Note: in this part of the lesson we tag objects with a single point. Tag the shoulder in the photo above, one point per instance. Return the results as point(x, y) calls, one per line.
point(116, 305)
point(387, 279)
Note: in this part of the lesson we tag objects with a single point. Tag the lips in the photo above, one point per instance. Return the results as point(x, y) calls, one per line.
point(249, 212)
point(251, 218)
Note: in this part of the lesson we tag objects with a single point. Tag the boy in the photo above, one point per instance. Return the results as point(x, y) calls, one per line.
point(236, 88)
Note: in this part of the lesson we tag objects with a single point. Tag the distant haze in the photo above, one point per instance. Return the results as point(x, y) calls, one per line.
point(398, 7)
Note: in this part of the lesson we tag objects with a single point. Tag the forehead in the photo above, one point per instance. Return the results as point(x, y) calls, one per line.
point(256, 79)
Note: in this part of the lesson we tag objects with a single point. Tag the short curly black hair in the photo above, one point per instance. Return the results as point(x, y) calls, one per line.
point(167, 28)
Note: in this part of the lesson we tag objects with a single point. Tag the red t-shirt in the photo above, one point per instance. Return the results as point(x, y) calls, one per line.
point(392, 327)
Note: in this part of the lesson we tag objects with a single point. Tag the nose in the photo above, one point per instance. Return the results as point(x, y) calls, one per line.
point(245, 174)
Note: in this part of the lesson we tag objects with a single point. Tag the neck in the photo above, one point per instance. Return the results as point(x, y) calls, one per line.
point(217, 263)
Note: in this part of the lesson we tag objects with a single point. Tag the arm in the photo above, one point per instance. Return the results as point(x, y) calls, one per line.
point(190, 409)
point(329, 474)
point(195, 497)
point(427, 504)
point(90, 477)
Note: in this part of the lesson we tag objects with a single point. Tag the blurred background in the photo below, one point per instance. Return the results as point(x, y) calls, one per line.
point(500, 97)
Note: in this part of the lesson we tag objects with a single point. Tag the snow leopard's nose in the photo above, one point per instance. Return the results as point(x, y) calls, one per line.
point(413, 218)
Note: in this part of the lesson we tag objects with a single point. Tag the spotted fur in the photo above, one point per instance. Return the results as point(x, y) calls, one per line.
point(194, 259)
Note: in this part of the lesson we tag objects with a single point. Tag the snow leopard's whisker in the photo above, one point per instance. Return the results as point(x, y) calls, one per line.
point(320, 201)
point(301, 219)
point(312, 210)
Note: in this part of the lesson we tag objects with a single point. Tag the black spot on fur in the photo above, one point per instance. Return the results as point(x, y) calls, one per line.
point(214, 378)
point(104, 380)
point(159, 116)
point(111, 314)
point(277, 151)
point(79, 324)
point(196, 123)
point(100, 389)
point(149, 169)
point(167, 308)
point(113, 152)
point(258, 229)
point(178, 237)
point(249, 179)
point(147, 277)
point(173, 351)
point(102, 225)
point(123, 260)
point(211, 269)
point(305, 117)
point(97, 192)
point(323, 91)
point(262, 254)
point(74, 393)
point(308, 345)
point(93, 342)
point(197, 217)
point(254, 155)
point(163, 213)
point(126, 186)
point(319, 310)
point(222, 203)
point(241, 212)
————
Render every line of the items above as a numbered list, omitting any blank lines.

> [EXERCISE RESULT]
1. Note: in this part of the lesson we tag objects with a single point. Tag the shoulder in the photo above, one point per instance. Return the results as point(x, y) calls, one per line.
2. point(116, 305)
3. point(387, 279)
4. Note: in this part of the lesson we tag objects with a single point. Tag the lips in the photo above, one point per instance. Return the results as point(x, y) calls, one per line.
5. point(249, 212)
6. point(251, 218)
7. Note: in this part of the lesson we tag objects with a single point. Tag the boy in the photo above, one point per instance. Return the results as point(x, y) calls, one per line.
8. point(236, 88)
9. Note: in this part of the lesson we tag objects with a single point. Tag the distant haze in the photo above, one point per instance. Return the results as point(x, y) calls, one per line.
10. point(398, 7)
11. Note: in this part of the lesson we tag objects with a single point. Tag the forehead in the photo above, one point per instance. Return the results as point(x, y) calls, one per line.
12. point(256, 79)
13. Note: in this part of the lesson we tag objects with a single point. Tag the short curly black hair in the photo above, one point per instance. Return the results as point(x, y) calls, one per line.
14. point(167, 28)
15. Note: in this part of the lesson we tag objects with a single point. Tag the red t-shirt in the photo above, one point per instance. Return the results as point(x, y) calls, one per line.
16. point(392, 327)
17. Note: in this part of the lesson we tag objects with a single point. Tag the nose in the photo above, one point per instance. Return the results as point(x, y) calls, one per line.
18. point(245, 174)
19. Note: in this part of the lesson we tag objects with a single point. Tag the neck in the photo above, one point per instance. Return the results as point(x, y) calls, one per line.
20. point(217, 263)
21. Note: in this part of the lesson we tag objects with a single point. Tag the arm in the photo above, one point per instance. Return the results as point(x, y) calls, one per line.
22. point(190, 409)
23. point(329, 474)
24. point(195, 497)
25. point(427, 504)
26. point(90, 477)
27. Note: in this part of the lesson we tag objects with a single point. Tag the blurred background in the photo below, one point per instance. Return the results as point(x, y) calls, one per line.
28. point(500, 97)
29. Note: in this part of the lesson we tag objects with a single point. Tag the snow leopard's nose in the photo above, one point per instance. Return the results as point(x, y) calls, one per line.
30. point(413, 218)
31. Note: in this part of the lesson we tag objects with a single point. Tag the spotted fur in the photo above, one point per instance. Return the results as point(x, y) calls, one per line.
32. point(194, 259)
33. Note: in this part of the lesson we tag objects with a single point. Tag the snow leopard's whisker in the photo above, one point per instance. Return the results as point(x, y) calls, one per line.
34. point(320, 201)
35. point(301, 219)
36. point(312, 210)
37. Note: in this part of the lesson we tag objects with a single point. Tag the black spot on fur in the photo above, one point per instance. Return the results as point(x, y) calls, one per line.
38. point(214, 378)
39. point(104, 380)
40. point(159, 116)
41. point(111, 314)
42. point(277, 151)
43. point(79, 324)
44. point(196, 123)
45. point(100, 389)
46. point(149, 169)
47. point(167, 308)
48. point(113, 152)
49. point(258, 229)
50. point(178, 237)
51. point(249, 179)
52. point(147, 277)
53. point(173, 351)
54. point(102, 225)
55. point(123, 260)
56. point(211, 269)
57. point(305, 117)
58. point(97, 192)
59. point(323, 91)
60. point(262, 254)
61. point(74, 393)
62. point(308, 345)
63. point(93, 342)
64. point(197, 217)
65. point(254, 155)
66. point(163, 213)
67. point(126, 186)
68. point(319, 310)
69. point(222, 203)
70. point(241, 212)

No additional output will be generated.